> _REQUIRED WORK_
Lines from the one containing "[locate] nose wheel (one point each)" through the last line of the data are to be repeated word for word, both ends included.

_____

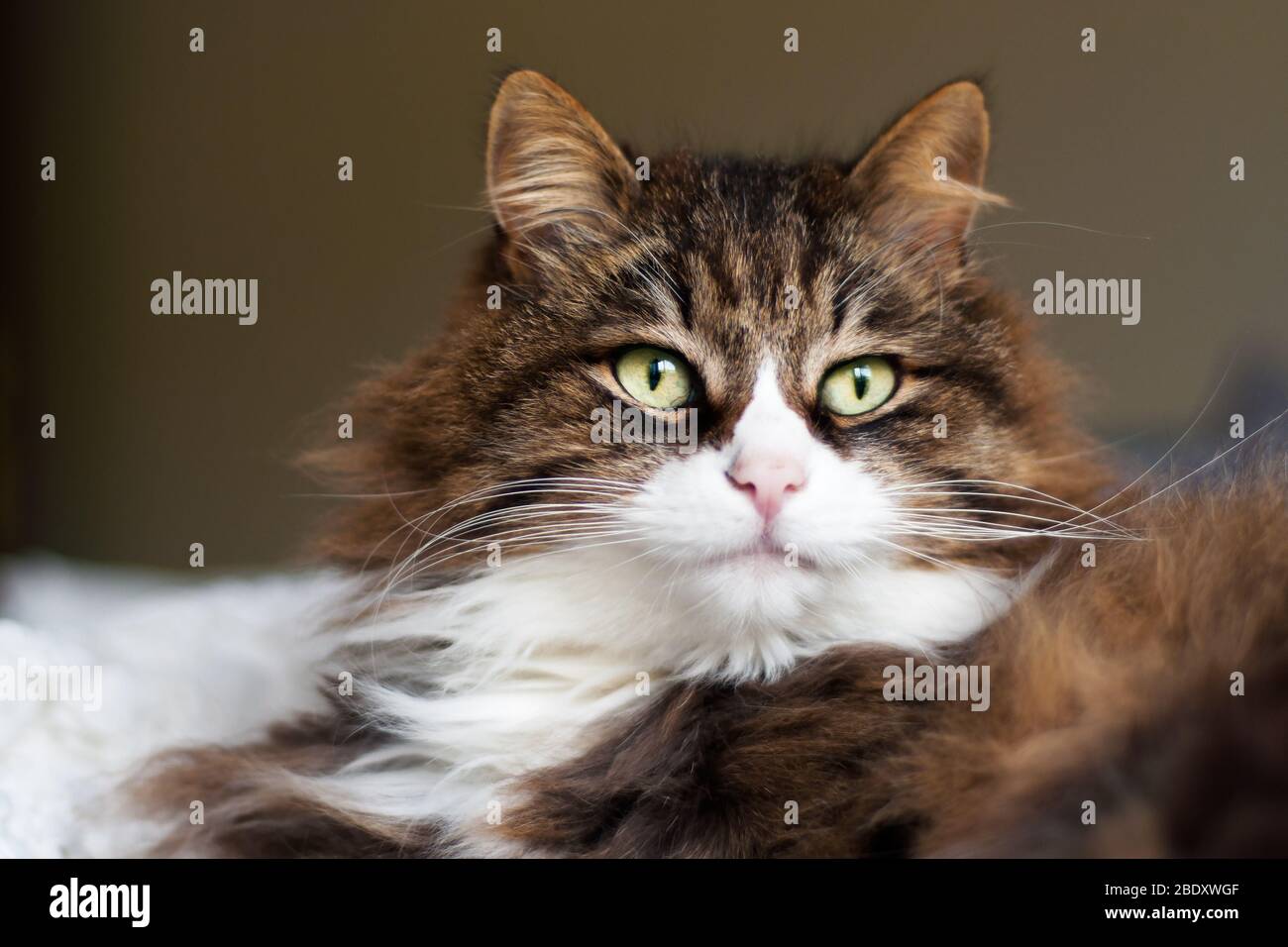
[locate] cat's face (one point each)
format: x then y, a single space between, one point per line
858 395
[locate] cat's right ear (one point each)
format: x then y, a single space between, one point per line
554 176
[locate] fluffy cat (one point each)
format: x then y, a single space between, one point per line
563 644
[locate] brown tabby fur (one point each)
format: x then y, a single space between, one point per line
1109 684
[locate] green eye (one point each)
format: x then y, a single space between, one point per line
858 385
656 377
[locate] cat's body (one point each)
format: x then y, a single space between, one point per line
570 646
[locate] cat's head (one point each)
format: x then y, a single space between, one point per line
871 427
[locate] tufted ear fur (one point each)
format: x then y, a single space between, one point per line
554 176
922 179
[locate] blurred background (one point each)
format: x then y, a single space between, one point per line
223 163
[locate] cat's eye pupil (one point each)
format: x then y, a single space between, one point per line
862 377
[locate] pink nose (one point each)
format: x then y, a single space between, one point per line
768 476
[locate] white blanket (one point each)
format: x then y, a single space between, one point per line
176 663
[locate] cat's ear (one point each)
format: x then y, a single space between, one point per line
922 179
553 174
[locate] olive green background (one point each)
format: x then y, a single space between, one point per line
223 163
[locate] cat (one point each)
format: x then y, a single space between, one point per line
572 646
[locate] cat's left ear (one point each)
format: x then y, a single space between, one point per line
922 180
554 176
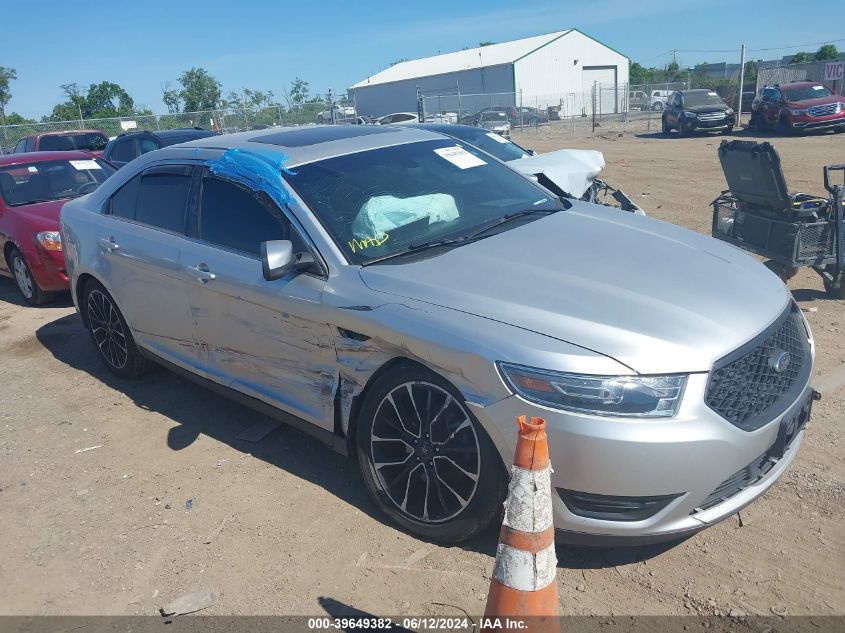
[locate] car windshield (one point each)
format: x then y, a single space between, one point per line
806 92
391 200
94 141
492 143
42 181
693 99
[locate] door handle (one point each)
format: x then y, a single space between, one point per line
201 272
108 244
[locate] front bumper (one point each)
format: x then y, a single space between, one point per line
714 125
687 457
48 268
818 123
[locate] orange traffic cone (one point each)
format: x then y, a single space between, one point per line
524 582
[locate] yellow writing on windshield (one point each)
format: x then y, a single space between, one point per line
368 242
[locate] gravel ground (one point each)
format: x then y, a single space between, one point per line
96 475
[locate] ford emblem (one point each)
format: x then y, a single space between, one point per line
779 360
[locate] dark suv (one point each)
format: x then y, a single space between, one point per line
690 111
130 145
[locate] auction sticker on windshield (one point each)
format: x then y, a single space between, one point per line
81 165
459 157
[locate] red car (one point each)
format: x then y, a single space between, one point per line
798 106
33 188
93 141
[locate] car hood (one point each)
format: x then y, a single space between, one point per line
809 103
573 170
706 108
655 297
43 211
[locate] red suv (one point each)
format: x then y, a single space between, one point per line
798 106
93 141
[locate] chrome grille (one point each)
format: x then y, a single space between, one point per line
744 387
823 110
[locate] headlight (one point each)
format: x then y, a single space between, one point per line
628 396
50 240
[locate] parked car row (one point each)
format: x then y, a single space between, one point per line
403 295
800 106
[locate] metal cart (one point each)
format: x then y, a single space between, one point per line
792 231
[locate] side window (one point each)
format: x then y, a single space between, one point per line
124 151
236 218
158 197
146 145
123 202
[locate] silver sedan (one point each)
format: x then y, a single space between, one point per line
403 296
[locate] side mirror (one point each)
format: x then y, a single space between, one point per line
276 258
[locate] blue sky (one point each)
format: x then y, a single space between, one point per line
264 44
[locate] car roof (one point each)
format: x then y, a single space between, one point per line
797 84
38 157
311 143
66 132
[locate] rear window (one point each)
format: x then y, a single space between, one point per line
89 141
42 181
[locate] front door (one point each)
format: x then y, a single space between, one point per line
268 339
139 238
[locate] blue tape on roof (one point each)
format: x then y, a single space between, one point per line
261 171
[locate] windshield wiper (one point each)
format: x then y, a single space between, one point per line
508 217
476 235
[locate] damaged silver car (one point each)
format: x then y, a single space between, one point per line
403 296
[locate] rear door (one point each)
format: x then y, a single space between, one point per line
268 339
140 237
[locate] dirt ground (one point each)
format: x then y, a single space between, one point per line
95 475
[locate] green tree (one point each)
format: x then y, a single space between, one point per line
6 75
828 51
16 119
106 99
200 91
299 91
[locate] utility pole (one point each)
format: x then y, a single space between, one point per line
741 84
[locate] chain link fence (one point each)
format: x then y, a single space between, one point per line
810 71
609 106
220 120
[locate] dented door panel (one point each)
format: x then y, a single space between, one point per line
266 339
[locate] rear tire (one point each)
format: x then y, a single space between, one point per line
426 460
27 286
111 334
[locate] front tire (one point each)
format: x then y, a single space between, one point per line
111 334
425 458
27 286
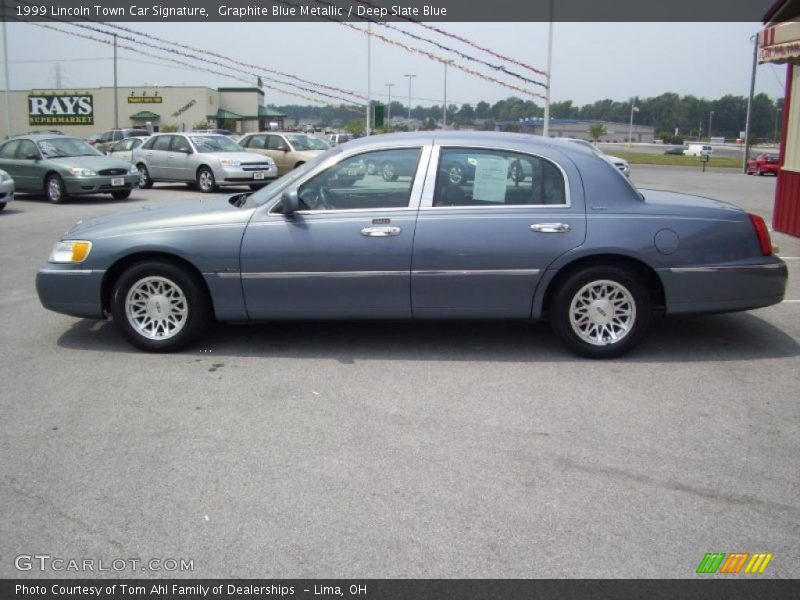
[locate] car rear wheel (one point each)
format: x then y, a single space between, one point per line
159 306
54 189
206 181
600 312
145 182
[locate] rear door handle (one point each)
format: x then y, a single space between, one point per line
381 231
550 227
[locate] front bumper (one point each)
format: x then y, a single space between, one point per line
70 290
100 184
240 176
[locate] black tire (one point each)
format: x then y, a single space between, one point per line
625 291
197 305
389 172
206 181
145 182
54 189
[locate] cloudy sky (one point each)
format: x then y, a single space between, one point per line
591 61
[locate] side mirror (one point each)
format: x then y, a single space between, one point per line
290 202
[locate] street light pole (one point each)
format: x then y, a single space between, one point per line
634 109
5 68
389 104
710 120
546 122
410 77
369 78
116 95
444 107
746 154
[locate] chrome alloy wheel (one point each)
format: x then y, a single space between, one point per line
54 189
156 308
602 312
205 180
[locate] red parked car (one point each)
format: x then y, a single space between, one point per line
764 163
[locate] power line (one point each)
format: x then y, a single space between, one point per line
445 48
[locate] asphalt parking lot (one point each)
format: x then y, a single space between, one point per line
397 450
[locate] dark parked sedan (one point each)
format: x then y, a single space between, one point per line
574 242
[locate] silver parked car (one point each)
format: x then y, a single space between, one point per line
207 160
6 189
574 242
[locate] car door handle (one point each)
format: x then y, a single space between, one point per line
381 231
550 227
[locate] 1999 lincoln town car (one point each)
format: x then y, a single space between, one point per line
568 238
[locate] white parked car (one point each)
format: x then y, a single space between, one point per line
123 150
620 163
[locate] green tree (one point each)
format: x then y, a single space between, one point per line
597 130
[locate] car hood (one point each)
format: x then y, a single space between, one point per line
675 203
95 163
185 213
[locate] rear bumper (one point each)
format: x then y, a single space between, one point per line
724 288
75 292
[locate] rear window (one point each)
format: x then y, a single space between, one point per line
479 177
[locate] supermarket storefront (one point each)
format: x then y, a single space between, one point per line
81 112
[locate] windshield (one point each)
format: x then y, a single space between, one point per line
275 189
215 143
307 142
63 146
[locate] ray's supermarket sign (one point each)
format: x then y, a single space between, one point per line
60 109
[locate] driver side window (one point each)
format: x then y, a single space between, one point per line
351 185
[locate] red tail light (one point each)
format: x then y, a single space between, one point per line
762 233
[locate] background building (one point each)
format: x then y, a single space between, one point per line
81 112
579 129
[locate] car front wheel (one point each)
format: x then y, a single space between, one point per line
55 190
206 181
600 312
145 182
159 306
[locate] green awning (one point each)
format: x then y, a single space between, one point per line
145 114
264 111
226 114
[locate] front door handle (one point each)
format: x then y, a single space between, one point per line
381 231
550 227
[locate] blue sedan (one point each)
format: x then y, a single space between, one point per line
572 241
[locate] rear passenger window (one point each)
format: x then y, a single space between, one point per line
161 142
478 177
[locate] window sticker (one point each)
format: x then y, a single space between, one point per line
490 179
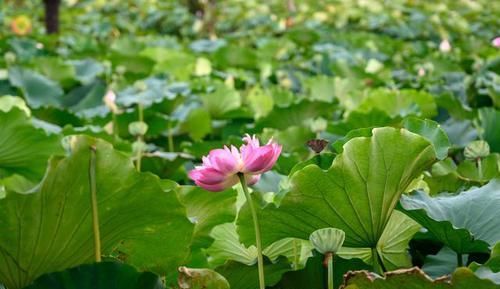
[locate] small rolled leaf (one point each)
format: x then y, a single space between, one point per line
477 149
201 279
327 240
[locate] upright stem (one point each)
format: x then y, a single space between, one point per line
460 262
329 256
95 213
260 260
480 169
378 259
140 138
170 138
114 122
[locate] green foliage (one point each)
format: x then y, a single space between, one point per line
54 223
106 275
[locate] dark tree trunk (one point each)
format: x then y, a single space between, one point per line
52 15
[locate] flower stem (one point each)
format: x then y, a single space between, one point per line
170 138
378 260
95 214
260 260
329 256
460 262
140 138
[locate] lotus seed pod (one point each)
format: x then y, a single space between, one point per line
477 149
137 128
327 240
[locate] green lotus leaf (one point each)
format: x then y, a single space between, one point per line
465 222
51 229
200 206
392 248
414 278
327 240
242 276
37 89
24 148
190 278
357 194
7 102
105 275
488 121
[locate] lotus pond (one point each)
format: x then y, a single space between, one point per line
276 144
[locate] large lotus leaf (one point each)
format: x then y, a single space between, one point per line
314 275
105 275
241 276
24 148
357 194
491 268
414 278
51 228
7 102
429 129
37 89
392 247
466 222
228 247
442 263
200 206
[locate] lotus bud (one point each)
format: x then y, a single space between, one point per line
445 46
477 149
138 146
110 101
141 86
137 128
327 240
496 42
229 81
203 67
10 57
421 72
319 125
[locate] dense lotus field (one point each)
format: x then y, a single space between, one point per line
255 144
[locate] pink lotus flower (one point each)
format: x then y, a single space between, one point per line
496 42
221 167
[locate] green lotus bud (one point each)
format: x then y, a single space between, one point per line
477 149
120 69
141 85
10 57
203 67
327 240
201 278
137 128
319 124
138 146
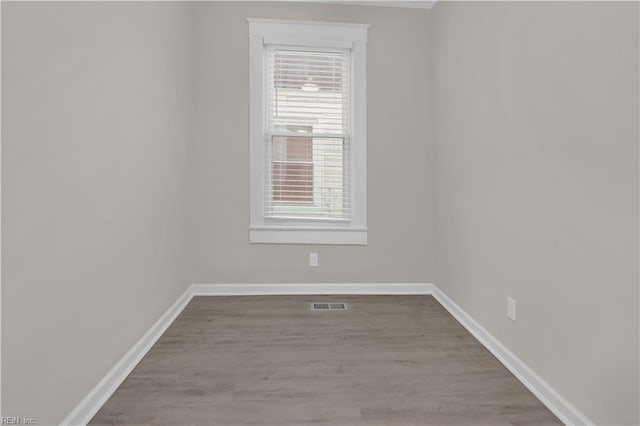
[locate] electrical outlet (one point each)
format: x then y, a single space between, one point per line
511 309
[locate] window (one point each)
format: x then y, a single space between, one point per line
308 132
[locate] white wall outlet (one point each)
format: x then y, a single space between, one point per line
511 308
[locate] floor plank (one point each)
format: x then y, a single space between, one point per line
270 360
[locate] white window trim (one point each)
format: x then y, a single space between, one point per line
312 34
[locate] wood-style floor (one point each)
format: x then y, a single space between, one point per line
388 360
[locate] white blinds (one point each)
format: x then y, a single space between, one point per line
307 107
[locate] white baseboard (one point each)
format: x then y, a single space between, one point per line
90 405
565 411
309 288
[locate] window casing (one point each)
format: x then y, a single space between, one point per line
307 132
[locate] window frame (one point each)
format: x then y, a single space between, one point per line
310 34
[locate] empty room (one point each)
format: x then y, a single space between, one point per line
320 212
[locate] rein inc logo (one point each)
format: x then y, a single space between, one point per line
15 420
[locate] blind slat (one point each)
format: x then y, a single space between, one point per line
307 106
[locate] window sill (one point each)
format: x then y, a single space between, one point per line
307 235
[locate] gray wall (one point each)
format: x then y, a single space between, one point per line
400 142
95 178
120 119
537 187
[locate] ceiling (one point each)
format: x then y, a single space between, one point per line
418 4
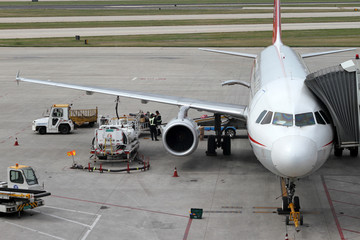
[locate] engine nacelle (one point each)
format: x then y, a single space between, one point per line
181 136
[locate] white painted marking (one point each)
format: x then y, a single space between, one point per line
90 227
33 230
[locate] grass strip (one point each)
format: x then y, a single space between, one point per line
170 23
309 38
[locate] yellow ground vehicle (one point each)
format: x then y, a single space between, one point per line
61 119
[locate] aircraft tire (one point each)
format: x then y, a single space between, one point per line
64 129
211 145
226 145
102 157
338 152
285 204
297 203
230 132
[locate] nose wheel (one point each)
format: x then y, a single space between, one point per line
291 204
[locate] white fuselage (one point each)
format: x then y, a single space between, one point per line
286 125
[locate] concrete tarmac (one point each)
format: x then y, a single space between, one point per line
238 195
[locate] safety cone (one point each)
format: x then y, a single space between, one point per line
175 173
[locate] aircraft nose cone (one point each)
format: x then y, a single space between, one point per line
294 156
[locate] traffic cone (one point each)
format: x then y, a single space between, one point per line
16 142
175 173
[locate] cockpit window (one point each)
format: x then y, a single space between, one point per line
304 119
262 114
283 119
319 119
267 118
326 118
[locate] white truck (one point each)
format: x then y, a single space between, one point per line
116 138
22 191
62 118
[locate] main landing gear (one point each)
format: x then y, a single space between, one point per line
218 141
290 204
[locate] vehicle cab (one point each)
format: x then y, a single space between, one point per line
22 177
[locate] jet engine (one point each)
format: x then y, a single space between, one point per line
181 136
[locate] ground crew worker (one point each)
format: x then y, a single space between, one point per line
153 127
158 122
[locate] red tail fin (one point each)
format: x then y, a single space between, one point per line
277 22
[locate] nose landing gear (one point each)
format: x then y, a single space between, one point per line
290 204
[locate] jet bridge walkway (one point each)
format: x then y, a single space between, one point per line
337 88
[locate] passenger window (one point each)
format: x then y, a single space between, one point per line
323 114
262 114
319 119
304 119
267 118
283 119
16 177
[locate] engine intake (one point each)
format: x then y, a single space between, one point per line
181 136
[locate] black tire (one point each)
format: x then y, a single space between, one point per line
338 152
42 130
285 204
226 145
354 152
230 132
211 145
64 129
102 157
296 203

_____

> _RESULT BELOW_
[locate] nose wheel (one point each)
format: x then y, a single space between, one point per line
291 204
[locate] white fuselage (one point each)
format: x then y, a single space between, one point per line
286 125
[locate] concrete tarmac (one point each)
format: x then y, a single space between, one point per line
238 195
[locate] safety cone (one point each)
format: x then y, a single space between, one point per line
175 173
[locate] aircraft nose cone (one point each)
format: x then y, a single space between, one point per line
294 156
[locate] traffic cone (one point each)
format: x then y, a single space between, one point per line
16 142
175 173
[locate] cockpit window (one point each)
format: x then y, a single space between, one point per line
304 119
262 114
283 119
319 119
267 118
326 118
[locate] white truck (one point each)
format: x then y, a single space between, one point per line
116 138
22 191
62 118
[locate] main landing gear (one point each)
format: x then y, a single space between, one point per line
218 141
290 204
[locate] vehicle cab (one point each)
format: x then y, a single space between, one point per line
22 177
[locate] jet engine (one point each)
format: x then y, a single space between, one point per line
181 136
[locate] ground crew worker (one point each)
format: x then y, a single space between, one point per line
153 127
158 122
[locate] red tail fin (one point each)
format: x then y, a single space between, one point per line
277 22
[locate] nose landing gear (one point each)
format: x then y, a single space between, one point per line
290 204
[locate] jet bridge walkway (one point each)
format: x then y, a single space between, one point per line
337 88
[locate] passenger window (one point each)
format: x then y, a single space between, one point per line
323 114
262 114
319 119
304 119
267 118
283 119
16 177
[locate] engine intake (one point each)
format: x then y, a single space between, one point per line
181 136
[locate] black tire (one point each)
format: x then y, a single space between, one point per line
338 152
42 130
285 204
226 145
354 152
230 132
211 145
64 129
102 157
296 203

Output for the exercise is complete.